DATASET RECORDS:
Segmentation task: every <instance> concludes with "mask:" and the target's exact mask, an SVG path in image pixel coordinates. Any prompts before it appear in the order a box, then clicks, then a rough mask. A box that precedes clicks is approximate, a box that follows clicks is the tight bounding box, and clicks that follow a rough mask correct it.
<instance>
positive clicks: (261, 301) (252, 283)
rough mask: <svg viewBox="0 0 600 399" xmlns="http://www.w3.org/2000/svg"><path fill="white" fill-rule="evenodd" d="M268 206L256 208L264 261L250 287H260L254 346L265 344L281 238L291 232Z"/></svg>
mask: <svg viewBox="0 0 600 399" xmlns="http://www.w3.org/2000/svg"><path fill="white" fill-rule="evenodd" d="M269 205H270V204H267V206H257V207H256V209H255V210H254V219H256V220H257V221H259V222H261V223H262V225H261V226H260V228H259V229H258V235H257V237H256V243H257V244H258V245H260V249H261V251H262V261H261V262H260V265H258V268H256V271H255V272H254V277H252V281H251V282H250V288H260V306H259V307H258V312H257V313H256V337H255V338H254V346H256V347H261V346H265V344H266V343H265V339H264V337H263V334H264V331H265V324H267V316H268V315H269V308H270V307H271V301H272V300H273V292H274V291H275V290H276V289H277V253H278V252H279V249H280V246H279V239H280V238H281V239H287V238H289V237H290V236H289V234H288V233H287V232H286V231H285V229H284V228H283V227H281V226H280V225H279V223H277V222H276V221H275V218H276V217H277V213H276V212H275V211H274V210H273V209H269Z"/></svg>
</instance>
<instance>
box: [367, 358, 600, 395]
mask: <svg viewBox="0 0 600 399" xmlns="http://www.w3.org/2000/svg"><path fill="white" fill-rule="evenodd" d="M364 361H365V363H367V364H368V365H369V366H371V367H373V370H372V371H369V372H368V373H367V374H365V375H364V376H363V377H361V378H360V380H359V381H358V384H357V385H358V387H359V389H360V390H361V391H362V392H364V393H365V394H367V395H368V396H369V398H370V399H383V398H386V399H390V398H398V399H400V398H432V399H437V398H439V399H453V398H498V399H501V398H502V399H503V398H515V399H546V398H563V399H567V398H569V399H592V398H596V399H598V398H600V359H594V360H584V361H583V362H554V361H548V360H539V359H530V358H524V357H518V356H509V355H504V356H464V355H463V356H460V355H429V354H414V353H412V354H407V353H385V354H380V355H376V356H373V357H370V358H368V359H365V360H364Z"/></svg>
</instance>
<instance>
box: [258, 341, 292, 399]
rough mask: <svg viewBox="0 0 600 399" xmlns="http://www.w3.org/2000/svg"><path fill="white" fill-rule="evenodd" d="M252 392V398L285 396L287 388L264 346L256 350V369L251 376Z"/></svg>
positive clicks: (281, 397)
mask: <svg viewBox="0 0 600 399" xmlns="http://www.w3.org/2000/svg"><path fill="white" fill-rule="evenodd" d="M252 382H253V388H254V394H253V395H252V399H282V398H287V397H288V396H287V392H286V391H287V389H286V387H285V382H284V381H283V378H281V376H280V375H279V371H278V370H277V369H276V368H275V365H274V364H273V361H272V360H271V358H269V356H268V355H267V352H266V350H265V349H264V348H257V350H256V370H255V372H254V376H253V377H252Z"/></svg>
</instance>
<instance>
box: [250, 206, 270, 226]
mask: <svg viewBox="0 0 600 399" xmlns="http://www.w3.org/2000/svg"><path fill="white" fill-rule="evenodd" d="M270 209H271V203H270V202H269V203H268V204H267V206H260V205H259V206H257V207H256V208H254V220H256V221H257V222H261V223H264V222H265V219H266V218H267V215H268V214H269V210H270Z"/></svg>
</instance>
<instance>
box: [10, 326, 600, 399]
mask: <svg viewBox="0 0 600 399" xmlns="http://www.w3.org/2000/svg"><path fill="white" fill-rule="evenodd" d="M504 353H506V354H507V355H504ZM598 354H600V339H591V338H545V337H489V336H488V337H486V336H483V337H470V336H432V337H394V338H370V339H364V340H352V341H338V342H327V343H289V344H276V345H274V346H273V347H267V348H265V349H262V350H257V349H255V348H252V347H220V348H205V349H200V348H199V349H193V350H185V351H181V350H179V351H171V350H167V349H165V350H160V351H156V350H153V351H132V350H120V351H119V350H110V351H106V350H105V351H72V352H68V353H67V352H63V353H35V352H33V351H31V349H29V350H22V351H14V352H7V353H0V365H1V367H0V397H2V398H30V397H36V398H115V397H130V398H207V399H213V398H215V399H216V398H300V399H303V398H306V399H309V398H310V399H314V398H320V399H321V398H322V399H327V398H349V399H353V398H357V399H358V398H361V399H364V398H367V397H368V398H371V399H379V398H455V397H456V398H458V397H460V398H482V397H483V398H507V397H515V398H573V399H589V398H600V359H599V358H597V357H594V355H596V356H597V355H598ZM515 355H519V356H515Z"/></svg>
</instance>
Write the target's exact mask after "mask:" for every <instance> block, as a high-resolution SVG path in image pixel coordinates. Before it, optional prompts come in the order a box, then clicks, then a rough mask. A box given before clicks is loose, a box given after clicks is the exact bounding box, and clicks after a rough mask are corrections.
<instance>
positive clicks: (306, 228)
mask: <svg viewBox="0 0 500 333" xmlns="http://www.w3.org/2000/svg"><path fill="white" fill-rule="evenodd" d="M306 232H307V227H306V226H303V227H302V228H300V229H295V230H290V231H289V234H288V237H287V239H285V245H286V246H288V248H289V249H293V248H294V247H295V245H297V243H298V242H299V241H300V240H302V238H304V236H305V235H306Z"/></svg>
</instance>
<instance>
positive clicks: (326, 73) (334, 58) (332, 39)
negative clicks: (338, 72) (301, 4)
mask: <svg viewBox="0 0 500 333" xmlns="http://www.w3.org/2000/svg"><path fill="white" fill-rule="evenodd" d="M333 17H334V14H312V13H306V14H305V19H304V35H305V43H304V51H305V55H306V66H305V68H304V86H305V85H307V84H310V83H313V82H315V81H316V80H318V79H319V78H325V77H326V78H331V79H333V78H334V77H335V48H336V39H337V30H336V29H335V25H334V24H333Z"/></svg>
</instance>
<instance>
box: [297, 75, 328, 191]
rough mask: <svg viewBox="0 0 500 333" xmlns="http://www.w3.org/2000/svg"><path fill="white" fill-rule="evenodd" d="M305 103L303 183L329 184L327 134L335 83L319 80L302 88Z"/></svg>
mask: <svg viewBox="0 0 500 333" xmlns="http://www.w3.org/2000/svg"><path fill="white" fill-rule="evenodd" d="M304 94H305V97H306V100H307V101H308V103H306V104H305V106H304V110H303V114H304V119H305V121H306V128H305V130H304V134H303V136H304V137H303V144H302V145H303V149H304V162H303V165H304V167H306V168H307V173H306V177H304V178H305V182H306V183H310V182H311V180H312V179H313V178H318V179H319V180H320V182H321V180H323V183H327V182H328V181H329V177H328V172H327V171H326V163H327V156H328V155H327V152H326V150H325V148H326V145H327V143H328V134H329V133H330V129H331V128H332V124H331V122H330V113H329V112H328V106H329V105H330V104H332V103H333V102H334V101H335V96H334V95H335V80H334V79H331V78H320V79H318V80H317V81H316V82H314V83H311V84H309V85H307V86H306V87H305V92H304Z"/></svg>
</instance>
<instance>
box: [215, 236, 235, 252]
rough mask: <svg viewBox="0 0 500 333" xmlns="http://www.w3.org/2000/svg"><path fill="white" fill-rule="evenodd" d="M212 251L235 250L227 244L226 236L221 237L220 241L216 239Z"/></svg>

WHAT YOU SHOULD DO: Whenever the word "pixel" shows up in a line of the entries, copy that line.

OUTPUT FOR THIS TASK:
Segmentation task: every <instance> concludes with "mask:" and the target's exact mask, an SVG path in image pixel coordinates. Any prompts before it appear in the order a box, then clicks, then a rough mask. A box that precedes clicks is approximate, a box that follows clicks is the tight bounding box, and clicks that follow a rough mask correct it.
Write the target's exact mask after "mask:" for every <instance> block, as a high-resolution SVG path in image pixel coordinates. Before it, optional prompts come in the order a box, then clicks, then a rough mask. A box given before clicks is loose, a box given after clicks is the exact bounding box, and clicks after a rough mask are corrections.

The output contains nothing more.